Questions to answer -
**a.** Answer these from the passage on telemedicine, one line each:
(i) According to the heading, where can telemedicine help reach patients?
(ii) Which use does the passage name as among the primary uses of technology?
(iii) What does the passage say has now made telemedicine inexorable?
**b.** Resume the passage on telemedicine after its last sentence, writing the next paragraph in the same voice.

Telemedicine can help reach patients where access to medical care is difficult

•The world has very few devices left to fight COVID-19 with, but technology remains one of them. Whether it is the employ of state-of-the-art technology in the discovery of cures or vaccines, or traditional technology services to enhance health care and consultations, or even tools that keep people at home occupied/productive, it is clear that technology will serve humanity at one of its darkest moments. The pandemic has contributed, in no small measure, to the understanding of the myriad ways in which available technologies have not been put to better use, and presented people with multiple opportunities to harness these devices, techniques and methods to get on with life in the time of lockdown. Among the primary uses is telemedicine, rendered inexorable now, by the temporary paralysis brought on by a freeze on movement.

Given information -
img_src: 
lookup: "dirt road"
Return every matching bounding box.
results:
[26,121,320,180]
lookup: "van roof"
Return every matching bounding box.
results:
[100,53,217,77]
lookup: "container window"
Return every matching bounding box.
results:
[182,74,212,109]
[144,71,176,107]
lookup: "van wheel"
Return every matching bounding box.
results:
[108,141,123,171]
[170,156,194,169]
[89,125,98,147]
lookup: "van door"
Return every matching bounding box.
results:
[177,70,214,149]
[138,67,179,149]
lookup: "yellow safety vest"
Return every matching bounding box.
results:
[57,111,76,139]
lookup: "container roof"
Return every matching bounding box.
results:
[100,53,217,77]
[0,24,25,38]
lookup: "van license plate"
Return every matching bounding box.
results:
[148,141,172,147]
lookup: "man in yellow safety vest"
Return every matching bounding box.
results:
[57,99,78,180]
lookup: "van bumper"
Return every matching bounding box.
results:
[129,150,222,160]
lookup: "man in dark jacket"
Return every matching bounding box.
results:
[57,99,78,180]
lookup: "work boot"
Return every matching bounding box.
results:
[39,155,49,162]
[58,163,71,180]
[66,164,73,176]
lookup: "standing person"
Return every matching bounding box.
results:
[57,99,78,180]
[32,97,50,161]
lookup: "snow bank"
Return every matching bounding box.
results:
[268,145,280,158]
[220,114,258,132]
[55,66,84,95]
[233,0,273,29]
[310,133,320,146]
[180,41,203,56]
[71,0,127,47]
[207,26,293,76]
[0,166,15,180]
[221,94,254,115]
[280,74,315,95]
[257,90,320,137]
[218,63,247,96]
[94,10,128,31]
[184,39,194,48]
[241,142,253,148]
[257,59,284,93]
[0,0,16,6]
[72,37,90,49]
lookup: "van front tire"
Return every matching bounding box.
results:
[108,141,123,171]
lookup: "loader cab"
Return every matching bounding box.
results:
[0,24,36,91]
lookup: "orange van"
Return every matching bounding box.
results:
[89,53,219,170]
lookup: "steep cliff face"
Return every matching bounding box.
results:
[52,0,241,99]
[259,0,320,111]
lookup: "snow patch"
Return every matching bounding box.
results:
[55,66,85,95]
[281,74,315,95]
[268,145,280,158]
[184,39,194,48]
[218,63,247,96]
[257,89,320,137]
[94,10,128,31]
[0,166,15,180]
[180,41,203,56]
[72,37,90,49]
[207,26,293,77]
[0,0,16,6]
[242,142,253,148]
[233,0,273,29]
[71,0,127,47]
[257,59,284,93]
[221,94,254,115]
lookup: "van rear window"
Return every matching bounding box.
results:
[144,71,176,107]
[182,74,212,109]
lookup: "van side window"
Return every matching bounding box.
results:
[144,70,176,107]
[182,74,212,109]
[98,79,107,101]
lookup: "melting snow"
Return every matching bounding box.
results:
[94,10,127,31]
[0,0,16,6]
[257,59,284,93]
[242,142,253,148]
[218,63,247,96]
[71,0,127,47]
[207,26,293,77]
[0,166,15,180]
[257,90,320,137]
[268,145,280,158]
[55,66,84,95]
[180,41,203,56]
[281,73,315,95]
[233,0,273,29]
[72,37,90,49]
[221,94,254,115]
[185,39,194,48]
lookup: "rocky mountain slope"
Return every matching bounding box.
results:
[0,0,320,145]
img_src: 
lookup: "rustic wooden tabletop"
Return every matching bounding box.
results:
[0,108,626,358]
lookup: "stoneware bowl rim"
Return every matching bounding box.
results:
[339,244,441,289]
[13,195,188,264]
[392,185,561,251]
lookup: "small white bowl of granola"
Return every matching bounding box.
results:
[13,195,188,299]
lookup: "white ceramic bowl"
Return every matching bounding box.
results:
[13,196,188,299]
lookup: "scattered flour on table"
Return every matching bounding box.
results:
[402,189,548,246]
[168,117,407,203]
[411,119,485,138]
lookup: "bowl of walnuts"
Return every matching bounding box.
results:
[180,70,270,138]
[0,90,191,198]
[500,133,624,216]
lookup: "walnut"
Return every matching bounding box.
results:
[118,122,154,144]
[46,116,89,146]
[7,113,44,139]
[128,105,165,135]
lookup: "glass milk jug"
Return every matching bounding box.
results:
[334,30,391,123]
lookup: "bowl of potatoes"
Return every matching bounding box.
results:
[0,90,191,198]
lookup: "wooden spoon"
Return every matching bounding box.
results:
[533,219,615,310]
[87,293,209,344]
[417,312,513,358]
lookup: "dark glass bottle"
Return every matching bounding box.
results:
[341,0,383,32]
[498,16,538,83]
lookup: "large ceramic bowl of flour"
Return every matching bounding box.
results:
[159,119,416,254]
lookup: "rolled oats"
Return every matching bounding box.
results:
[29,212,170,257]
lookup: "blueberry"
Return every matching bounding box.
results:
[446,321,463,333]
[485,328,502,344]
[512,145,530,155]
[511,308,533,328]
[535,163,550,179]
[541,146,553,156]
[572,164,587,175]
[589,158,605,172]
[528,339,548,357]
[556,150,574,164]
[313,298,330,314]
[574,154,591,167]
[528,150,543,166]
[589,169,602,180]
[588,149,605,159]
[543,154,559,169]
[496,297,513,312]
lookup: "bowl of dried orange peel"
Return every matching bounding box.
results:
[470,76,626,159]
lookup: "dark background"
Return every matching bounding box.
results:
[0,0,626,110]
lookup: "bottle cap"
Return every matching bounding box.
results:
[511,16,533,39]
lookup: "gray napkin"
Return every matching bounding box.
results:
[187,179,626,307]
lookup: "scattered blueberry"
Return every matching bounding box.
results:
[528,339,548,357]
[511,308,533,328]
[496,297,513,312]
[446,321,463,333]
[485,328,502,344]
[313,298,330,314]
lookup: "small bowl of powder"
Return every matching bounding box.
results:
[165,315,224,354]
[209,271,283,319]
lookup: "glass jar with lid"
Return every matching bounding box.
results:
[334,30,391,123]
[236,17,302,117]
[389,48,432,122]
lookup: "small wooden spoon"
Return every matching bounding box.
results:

Exercise answers -
**a.**
(i) Where access to medical care is difficult.
(ii) Telemedicine.
(iii) The temporary paralysis brought on by a freeze on movement.

**b.**
•The Centre’s recent guidelines allowing for widespread use of telemedicine services came as a shot in the arm for telehealth crusaders in the country, among them the Telemedicine Society of India that has long been battling to use the technology in its complete arc to reach remote areas in India. This move finds consonance with the rest of the world where several nations, also deeply impacted by the pandemic, have deployed telemedicine to reach people who have been unable to come to hospital, to reduce footfalls in hospitals, and to even provide medical and mental health counselling to countless people. It was way back in 2000 that telemedicine was first employed in India, but the progress has been excruciatingly slow, until the pandemic. However, it does seem as if the medical community was only held back by the lack of legislation to enable tele consultations. For no sooner was the policy announced, than hospitals and clinicians hurried to jump onto the bandwagon, advertising contact information for patients. The advantages are peculiar in the current context, when putting distance between people is paramount, as tele consultations are not barred even when health care professionals and patients may have to be quarantined. The advancement of telecommunication capabilities over the years has made the transmission of images and sound files (heart and lung sounds, coughs) faster and simpler. Pilot telemedicine experiments in ophthalmology and psychiatry have proven to be of immense benefit to the communities. Telemedicine’s time is here, finally. While unleashing the full potential of telemedicine to help people, experts and government agencies must be mindful of the possible inadequacies of the medium, and securing sensitive medical information; such cognisance should guide the use of the technology.